◆ **Teks Bacaan**:
________________
IDXChannel – PT Bank Negara Indonesia (Persero) Tbk (BNI) dinilai menunjukkan hasil positif dari program de-risking yang dijalankan selama lima tahun terakhir.
De-risking adalah program strategis yang dijalankan BNI dalam rangka memperkuat struktur portofolio dan meningkatkan ketahanan perusahaan pascapandemi Covid-19.
Analis Bahana Sekuritas, Razqi M. Kurniawan mengatakan, pandemi Covid-19 saat itu memukul berbagai sektor industri, yang pada gilirannya juga memicu tekanan besar terhadap industri perbankan, di mana Non-Performing Loan (NPL) membengkak dan laba bersih tertekan.
Untuk mengatasi problem itu, BNI menjalankan de-risking sejak 2020, yang dirancang untuk menata kembali kualitas aset, memperbaiki profil debitur, serta membangun fondasi pertumbuhan yang lebih berkelanjutan selama pandemi Covid-19.
________________
◆ **Tentang Tugas**: Tulis ulang seluruh teks tentang program de-risking BNI di atas tanpa mengubah satu kata atau tanda baca pun.

◆ **Data yang Diberikan**:
________________
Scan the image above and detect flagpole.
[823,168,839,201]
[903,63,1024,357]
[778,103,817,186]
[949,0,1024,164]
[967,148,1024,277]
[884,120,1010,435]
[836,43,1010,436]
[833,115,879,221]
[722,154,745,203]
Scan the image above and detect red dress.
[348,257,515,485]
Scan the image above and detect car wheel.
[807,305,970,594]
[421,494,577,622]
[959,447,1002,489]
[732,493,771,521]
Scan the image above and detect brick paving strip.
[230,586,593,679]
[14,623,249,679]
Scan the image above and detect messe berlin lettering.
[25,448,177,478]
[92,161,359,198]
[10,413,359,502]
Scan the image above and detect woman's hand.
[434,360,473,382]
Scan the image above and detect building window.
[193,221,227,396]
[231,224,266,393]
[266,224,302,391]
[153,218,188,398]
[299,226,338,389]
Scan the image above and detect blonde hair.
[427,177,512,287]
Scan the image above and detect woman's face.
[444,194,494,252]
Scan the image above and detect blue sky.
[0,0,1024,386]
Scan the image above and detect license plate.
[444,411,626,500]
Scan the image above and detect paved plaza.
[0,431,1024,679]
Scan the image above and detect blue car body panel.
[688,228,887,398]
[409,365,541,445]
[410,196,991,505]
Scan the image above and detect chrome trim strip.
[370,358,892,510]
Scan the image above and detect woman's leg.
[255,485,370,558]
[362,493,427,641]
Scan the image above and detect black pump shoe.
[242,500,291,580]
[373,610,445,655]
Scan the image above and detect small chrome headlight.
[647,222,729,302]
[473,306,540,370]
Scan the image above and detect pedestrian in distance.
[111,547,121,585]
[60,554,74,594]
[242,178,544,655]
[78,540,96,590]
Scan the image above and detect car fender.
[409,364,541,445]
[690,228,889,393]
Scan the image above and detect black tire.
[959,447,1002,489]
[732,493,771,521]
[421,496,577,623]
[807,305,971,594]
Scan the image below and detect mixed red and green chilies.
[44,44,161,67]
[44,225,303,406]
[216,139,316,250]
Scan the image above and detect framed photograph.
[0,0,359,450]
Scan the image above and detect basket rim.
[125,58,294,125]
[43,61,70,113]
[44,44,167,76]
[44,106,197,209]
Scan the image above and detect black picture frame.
________________
◆ **Penyelesaian Latihan**:
IDXChannel – PT Bank Negara Indonesia (Persero) Tbk (BNI) dinilai menunjukkan hasil positif dari program de-risking yang dijalankan selama lima tahun terakhir.
De-risking adalah program strategis yang dijalankan BNI dalam rangka memperkuat struktur portofolio dan meningkatkan ketahanan perusahaan pascapandemi Covid-19.
Analis Bahana Sekuritas, Razqi M. Kurniawan mengatakan, pandemi Covid-19 saat itu memukul berbagai sektor industri, yang pada gilirannya juga memicu tekanan besar terhadap industri perbankan, di mana Non-Performing Loan (NPL) membengkak dan laba bersih tertekan.
Untuk mengatasi problem itu, BNI menjalankan de-risking sejak 2020, yang dirancang untuk menata kembali kualitas aset, memperbaiki profil debitur, serta membangun fondasi pertumbuhan yang lebih berkelanjutan selama pandemi Covid-19.